◆ **Problem to solve**
Write out the records that appear below, verbatim and complete, but without pictures.

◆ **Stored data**

********

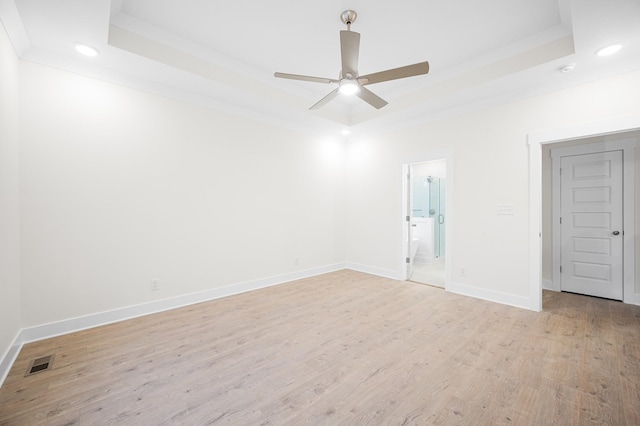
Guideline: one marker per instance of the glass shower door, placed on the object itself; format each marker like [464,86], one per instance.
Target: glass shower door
[437,213]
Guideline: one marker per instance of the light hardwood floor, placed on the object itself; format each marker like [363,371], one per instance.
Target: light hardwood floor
[342,348]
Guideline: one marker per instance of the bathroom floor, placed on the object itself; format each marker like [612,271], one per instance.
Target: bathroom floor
[432,274]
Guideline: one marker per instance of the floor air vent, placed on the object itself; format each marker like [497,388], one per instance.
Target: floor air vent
[39,365]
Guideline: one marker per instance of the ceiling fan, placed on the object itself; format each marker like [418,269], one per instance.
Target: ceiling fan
[349,82]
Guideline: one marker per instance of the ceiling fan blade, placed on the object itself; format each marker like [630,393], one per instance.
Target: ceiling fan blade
[305,78]
[325,100]
[394,74]
[349,49]
[371,98]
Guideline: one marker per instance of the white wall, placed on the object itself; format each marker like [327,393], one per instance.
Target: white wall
[491,168]
[119,187]
[9,198]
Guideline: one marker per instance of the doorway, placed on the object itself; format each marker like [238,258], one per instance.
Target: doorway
[598,262]
[588,190]
[427,219]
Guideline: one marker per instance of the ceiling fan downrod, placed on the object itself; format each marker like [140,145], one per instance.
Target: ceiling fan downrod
[348,17]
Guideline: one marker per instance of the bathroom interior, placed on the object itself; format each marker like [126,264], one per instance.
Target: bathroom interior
[428,222]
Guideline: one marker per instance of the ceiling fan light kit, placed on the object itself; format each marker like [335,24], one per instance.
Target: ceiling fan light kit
[349,81]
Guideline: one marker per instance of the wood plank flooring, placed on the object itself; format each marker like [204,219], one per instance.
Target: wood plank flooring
[344,348]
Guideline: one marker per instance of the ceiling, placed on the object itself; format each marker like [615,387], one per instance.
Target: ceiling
[222,54]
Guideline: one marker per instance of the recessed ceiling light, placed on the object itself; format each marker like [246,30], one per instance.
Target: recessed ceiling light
[87,50]
[608,50]
[567,68]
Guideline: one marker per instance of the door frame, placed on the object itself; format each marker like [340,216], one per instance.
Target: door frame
[448,156]
[627,146]
[535,140]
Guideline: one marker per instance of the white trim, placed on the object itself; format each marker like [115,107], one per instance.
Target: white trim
[45,331]
[490,295]
[535,140]
[9,357]
[447,155]
[58,328]
[627,146]
[548,285]
[374,270]
[14,26]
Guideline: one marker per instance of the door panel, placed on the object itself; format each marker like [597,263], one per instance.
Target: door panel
[591,210]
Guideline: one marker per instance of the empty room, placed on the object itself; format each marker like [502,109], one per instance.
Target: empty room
[326,212]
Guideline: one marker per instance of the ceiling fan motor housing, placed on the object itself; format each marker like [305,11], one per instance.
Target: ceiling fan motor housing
[348,17]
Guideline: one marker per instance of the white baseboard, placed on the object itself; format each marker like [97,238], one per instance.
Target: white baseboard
[373,270]
[45,331]
[491,295]
[548,285]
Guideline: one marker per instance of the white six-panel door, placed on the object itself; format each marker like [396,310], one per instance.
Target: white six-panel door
[591,224]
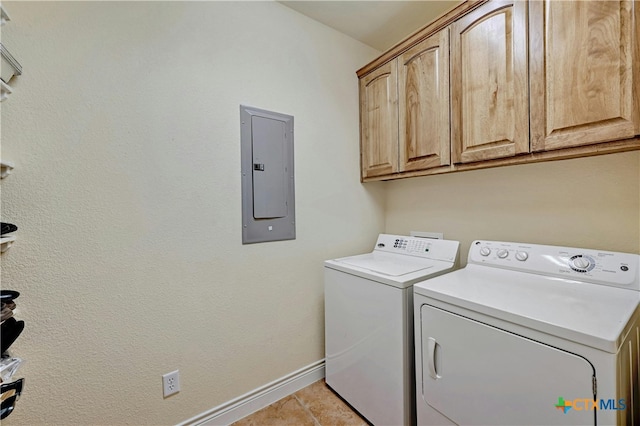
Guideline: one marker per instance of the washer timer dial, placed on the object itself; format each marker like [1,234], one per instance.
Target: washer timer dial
[581,263]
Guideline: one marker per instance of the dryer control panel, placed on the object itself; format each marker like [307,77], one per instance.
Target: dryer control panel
[445,250]
[594,266]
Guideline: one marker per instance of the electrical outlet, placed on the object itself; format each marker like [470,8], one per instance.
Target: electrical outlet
[171,383]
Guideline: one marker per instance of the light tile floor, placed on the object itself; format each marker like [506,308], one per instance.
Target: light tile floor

********

◆ **Problem solution**
Guideline: one marker per instance of the glass shower door, placed on the object itself; format each marker like [464,86], one per instance.
Target: glass shower door
[437,213]
Guideline: one marker per instance of the light hardwood floor, placed on the object itself; format each marker like [363,371], one per instance.
Target: light hardwood floor
[342,348]
Guideline: one marker per instance of the bathroom floor, placed on the object itself; format each marker like [612,271], one per instance.
Target: bathroom floor
[432,274]
Guideline: one marker per instance of the floor air vent, placed on the object itself; format each marker like [497,388], one per instance.
Target: floor air vent
[39,365]
Guideline: one marker per instance of the ceiling fan, placed on the object itself; format each marker like [418,269], one per instance.
Target: ceiling fan
[349,82]
Guideline: one marker per instance of the ceiling fan blade, placed on the object itself; format each marker like [630,393], one per instance.
Target: ceiling fan blade
[305,78]
[325,100]
[394,74]
[349,49]
[371,98]
Guideline: one marker per instance of the white wall, placed on the object itself; format each marker like [327,393], one per instance.
Target: white wall
[491,168]
[119,187]
[9,198]
Guideline: one marker per instance of the doorway, placed on the object itself; format each marker like [238,258], one per instance.
Target: doorway
[598,262]
[588,190]
[427,219]
Guideline: one marker per instance of the ceiling fan downrod, placed on the object itself; format each marker like [140,145], one per instance.
Target: ceiling fan downrod
[348,17]
Guideline: one marker per instance of the bathroom interior, placed on the object itself; format each marker like [126,264], one per instance.
Target: bathroom interior
[428,222]
Guideline: one marker per instance of the ceiling fan light kit, placed on the object itself; format each marker like [335,24], one per instance.
Target: ceiling fan light kit
[349,81]
Guideline: one marker per instance of the wood plank flooring, placed on the object itself; format each marker like [204,219], one per instance.
Target: wood plank flooring
[344,348]
Guideline: one marker per instance of the ceiling, placed on the object itself; format each marker like [615,387], one per instance.
Target: ceiling
[222,54]
Guideline: one marker per instance of the recessed ceiling light, placed on the object itself; format each marker like [246,30], one per instance.
Target: recessed ceiling light
[87,50]
[608,50]
[567,68]
Guideline: one marker per instance of the door frame, placed on the object itself; format each marker like [340,216], one per instance.
Target: door frame
[448,156]
[627,146]
[535,140]
Guideline: one marker per instance of the white trim, placed on the object itself; format each marker like [115,107], one per instance.
Target: white trim
[45,331]
[490,295]
[535,140]
[9,357]
[447,155]
[58,328]
[627,146]
[548,285]
[374,270]
[14,26]
Guideline: one marker per instance of the door panel, placed on the object itself; format each marker like [597,263], one per instance.
Target: door panel
[591,210]
Guideline: one marker per instance of the empty room, placed on the object itself; format each marker like [502,109], one per instance.
Target: empty room
[326,212]
Guideline: one marker per instance of the ceiling fan motor housing, placed on the object itself; format each marker like [305,11], one per instance.
Target: ceiling fan motor housing
[348,17]
Guideline: one marker per instance of the white baseboard, placed on the object itself; format each marker like [97,238], one per instance.
Target: white baseboard
[373,270]
[45,331]
[491,295]
[548,285]
Guideline: one marker per instance of the white six-panel door, placed on the object itself; format each marker like [396,310], one per instance.
Target: white six-panel door
[591,224]
Guideline: one marker per instance of the washer timer dial, placed on the object itself; format each marker like [1,234], one per instance.
Target: washer timer dial
[581,263]
Guideline: one marker per instance of the dryer control panel, placed on the object itself; format each marker like [307,77], one per instance.
Target: dryer control panel
[445,250]
[594,266]
Guideline: one marker per instance of the electrical outlet, placed on the object itself; format each marker like [470,8], one per instance.
Target: electrical outlet
[171,383]
Guideline: one marker per instance of the light tile floor, placed on the object itself; format each marker like [506,308], one per instance.
Target: light tile floor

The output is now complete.